[PROMPT]
Could you write out the records again from their start through the line containing "38 392 L 47", both ends included and requests included, multiplying every polygon coordinate in the answers by 2.45 and rounding each to a whole number, with halves going up? Leave any numbers in the requests or their format samples unchanged.

[STORED ROWS]

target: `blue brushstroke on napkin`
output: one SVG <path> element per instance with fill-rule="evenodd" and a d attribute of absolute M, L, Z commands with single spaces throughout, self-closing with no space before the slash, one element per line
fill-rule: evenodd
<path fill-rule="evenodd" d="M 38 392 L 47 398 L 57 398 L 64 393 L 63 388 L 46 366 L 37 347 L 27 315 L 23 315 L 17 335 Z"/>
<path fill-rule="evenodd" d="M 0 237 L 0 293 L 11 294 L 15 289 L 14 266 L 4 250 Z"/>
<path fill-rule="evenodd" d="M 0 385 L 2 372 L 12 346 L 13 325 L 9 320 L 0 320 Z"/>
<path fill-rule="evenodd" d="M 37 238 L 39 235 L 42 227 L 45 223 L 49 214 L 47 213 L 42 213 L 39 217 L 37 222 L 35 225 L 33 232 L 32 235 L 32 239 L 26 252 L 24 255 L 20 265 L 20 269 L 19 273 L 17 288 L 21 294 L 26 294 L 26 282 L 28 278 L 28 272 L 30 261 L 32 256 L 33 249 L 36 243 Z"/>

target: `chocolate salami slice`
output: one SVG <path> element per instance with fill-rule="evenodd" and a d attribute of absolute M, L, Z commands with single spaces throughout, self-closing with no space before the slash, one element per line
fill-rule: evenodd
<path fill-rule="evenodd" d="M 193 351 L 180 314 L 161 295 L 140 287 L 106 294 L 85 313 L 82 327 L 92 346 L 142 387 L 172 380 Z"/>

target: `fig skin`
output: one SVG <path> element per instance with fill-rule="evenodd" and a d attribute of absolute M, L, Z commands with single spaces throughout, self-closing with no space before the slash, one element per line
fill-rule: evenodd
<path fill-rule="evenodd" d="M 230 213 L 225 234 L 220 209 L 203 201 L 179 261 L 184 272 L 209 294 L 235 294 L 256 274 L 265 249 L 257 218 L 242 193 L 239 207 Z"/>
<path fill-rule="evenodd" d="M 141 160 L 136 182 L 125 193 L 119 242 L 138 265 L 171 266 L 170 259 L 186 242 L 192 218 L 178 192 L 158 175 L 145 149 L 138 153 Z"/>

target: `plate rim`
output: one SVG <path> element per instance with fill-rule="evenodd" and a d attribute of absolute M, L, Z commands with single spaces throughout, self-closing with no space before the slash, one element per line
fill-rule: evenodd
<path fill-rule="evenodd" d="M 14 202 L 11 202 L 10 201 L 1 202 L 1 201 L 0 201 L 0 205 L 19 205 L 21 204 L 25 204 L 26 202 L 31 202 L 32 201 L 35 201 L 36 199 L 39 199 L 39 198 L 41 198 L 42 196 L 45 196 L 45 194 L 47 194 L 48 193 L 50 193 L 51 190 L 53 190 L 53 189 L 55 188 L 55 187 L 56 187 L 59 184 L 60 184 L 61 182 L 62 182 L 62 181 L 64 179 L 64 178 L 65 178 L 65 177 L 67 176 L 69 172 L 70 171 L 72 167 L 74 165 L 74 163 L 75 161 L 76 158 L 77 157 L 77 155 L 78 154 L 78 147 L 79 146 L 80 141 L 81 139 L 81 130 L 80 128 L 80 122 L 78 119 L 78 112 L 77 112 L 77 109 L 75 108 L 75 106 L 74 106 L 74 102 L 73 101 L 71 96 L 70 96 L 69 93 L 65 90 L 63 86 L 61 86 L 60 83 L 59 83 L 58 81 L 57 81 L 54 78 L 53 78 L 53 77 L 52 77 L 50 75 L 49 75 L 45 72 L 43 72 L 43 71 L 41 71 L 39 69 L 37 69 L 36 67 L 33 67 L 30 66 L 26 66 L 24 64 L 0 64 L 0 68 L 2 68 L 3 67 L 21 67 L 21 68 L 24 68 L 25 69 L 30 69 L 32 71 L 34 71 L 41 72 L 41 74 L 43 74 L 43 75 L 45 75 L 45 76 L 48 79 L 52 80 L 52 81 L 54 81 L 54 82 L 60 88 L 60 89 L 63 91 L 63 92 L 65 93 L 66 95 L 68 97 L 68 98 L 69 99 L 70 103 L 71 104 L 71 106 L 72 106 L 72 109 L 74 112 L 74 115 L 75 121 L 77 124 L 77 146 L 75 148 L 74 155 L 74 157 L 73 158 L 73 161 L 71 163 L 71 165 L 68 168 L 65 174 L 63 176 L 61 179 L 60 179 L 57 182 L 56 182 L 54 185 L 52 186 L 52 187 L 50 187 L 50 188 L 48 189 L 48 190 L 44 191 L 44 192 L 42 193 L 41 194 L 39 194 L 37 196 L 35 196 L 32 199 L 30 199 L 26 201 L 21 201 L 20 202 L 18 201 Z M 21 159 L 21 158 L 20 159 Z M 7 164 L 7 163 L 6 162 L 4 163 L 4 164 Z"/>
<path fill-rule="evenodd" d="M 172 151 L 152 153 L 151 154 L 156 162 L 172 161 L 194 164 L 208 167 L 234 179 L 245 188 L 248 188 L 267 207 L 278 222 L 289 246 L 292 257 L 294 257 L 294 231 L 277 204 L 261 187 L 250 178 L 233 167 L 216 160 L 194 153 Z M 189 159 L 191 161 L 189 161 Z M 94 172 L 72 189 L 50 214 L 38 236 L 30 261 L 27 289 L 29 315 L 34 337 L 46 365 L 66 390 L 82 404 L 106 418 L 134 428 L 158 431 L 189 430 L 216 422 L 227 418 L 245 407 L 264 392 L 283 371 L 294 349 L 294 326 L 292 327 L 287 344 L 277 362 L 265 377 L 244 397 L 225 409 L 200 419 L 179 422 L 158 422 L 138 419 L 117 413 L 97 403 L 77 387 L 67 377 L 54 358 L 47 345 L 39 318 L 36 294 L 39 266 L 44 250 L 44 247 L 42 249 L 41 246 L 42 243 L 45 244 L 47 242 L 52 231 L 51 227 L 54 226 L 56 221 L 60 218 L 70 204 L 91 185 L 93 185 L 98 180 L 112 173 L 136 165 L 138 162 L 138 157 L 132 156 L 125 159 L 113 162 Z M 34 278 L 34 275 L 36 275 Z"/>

[CORRECT RESULT]
target: `blue brushstroke on napkin`
output: one SVG <path> element per instance with fill-rule="evenodd" and a d attribute of absolute M, L, Z commands with single spaces throughout, self-closing with no space before the slash, one element per line
fill-rule: evenodd
<path fill-rule="evenodd" d="M 93 960 L 115 975 L 140 975 L 157 963 L 154 951 L 113 897 L 91 850 L 66 772 L 56 772 L 42 821 Z"/>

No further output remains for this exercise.